- **Directions**
Which words of the Carvana passage below run from "The used-car e-commerce" up to and including "a closer look."? Output that stretch word for word.

To say that Carvana (CVNA -0.63%) was a Wall Street darling would be a gigantic understatement. From its initial public offering in April 2017 to its all-time high in August 2021, the stock skyrocketed an eye-watering 3,230%. Investors would struggle to find a return like this elsewhere in the market. 

The used-car e-commerce platform was growing like wildfire thanks to its disruptive potential in a massive industry. But macro headwinds have crushed the business and the stock. 

As of this writing, shares of Carvana are down 86% from their peak. To be clear, there are some notable risks to consider with this beaten-down stock. But it could still rise 10-fold. Let's take a closer look. 

Carvana has long-term potential 

It's easy to see that Carvana actually solves a need in the marketplace. The typical way used cars are sold in the U.S. is anything but a pleasant experience. People dread having to haggle back and forth with a salesperson who might have more information about a car than they do. The inventory selection on the lot can be limited. And customers can be at the dealership for several hours. 

People buy many things online these days, so it was only a matter of time before the e-commerce secular trend took over used automobiles. By using data, technology, and its massive physical footprint of inspection centers, Carvana found a way to provide a substantially better consumer experience to the used car industry. 

The growth has been nothing short of spectacular. In 2022, the company sold 413,000 cars, or more than nine times the 44,000 it sold just five years earlier in 2017. Unsurprisingly, revenue has soared as well. And before last year, Carvana was steadily approaching breakeven with profitability.

- **Supplied data**
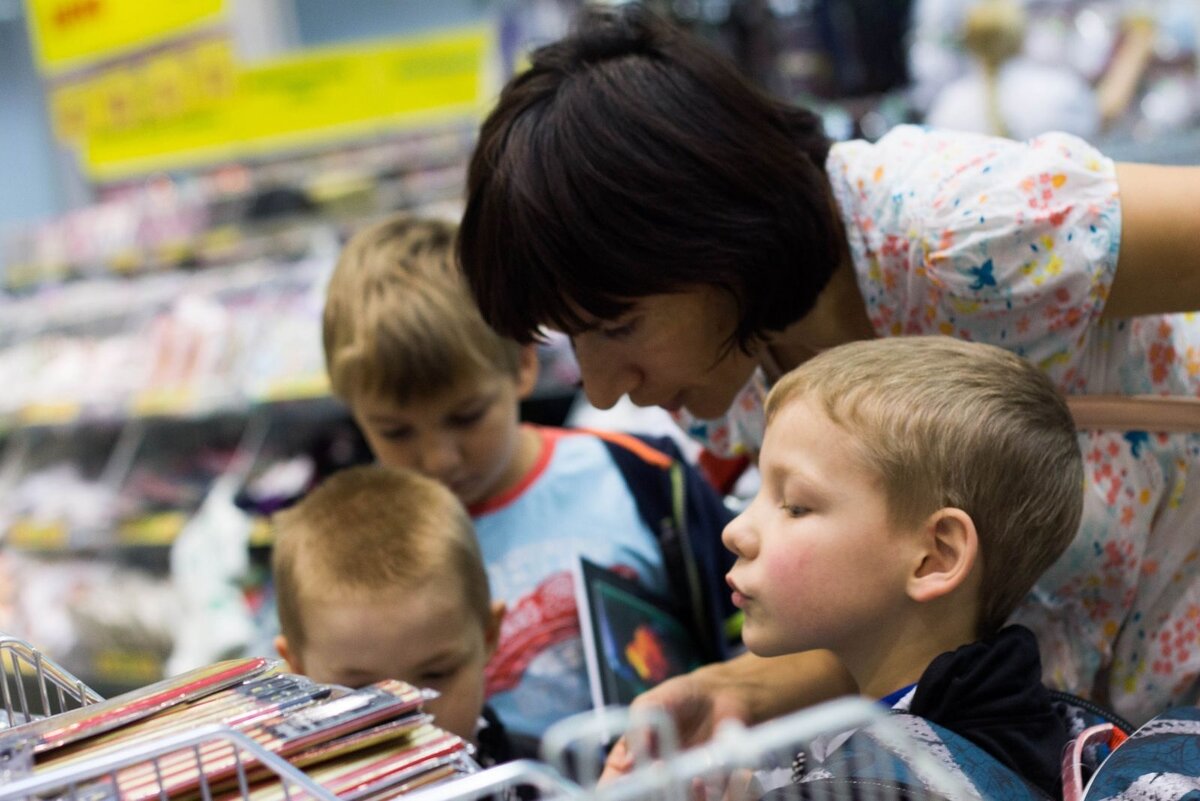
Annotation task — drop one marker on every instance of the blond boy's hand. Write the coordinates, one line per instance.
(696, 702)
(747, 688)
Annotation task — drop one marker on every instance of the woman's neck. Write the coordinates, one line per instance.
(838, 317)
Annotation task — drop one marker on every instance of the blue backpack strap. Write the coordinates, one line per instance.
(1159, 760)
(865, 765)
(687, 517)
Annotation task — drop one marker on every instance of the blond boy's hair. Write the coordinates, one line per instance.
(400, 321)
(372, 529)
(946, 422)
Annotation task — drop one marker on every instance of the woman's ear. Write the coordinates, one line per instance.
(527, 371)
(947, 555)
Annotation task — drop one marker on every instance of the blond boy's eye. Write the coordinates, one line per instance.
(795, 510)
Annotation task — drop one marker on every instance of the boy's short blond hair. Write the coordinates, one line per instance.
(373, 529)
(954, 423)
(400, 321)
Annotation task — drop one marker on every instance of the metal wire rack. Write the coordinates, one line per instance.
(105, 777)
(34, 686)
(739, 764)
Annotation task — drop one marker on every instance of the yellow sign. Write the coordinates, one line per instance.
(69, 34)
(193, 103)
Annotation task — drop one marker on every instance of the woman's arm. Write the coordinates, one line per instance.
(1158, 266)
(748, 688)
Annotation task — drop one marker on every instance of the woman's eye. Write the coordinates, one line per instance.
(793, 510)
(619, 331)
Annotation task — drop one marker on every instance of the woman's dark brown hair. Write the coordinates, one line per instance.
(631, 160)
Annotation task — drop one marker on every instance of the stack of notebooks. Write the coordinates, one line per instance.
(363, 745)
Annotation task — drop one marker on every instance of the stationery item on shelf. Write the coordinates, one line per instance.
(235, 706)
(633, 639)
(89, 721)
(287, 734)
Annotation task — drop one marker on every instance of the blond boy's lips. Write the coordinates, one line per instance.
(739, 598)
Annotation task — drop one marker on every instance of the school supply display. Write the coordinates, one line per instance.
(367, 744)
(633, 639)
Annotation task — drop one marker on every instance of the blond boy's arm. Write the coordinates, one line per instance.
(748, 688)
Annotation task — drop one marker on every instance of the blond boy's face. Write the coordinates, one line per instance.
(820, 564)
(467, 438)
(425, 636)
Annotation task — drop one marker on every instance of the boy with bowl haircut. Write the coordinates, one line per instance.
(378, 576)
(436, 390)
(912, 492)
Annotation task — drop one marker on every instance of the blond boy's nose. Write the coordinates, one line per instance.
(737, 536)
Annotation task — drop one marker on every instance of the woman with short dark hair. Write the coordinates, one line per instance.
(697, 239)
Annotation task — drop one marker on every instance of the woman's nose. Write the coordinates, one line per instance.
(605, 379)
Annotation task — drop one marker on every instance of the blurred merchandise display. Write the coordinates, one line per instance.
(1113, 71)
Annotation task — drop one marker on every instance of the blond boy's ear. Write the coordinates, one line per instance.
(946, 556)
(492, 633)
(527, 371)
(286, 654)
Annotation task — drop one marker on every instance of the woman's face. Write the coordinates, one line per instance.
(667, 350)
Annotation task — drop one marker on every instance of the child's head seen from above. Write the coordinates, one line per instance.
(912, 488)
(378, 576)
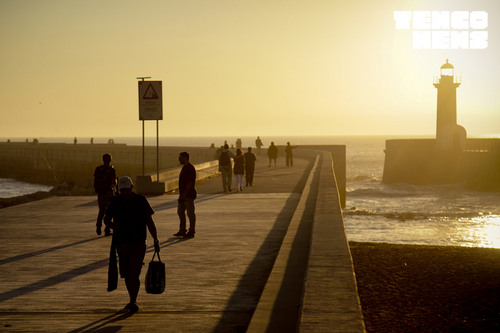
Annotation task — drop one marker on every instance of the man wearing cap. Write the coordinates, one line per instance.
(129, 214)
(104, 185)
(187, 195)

- **Expected answer**
The used-car e-commerce platform was growing like wildfire thanks to its disruptive potential in a massive industry. But macro headwinds have crushed the business and the stock. 

As of this writing, shares of Carvana are down 86% from their peak. To be clear, there are some notable risks to consider with this beaten-down stock. But it could still rise 10-fold. Let's take a closer look.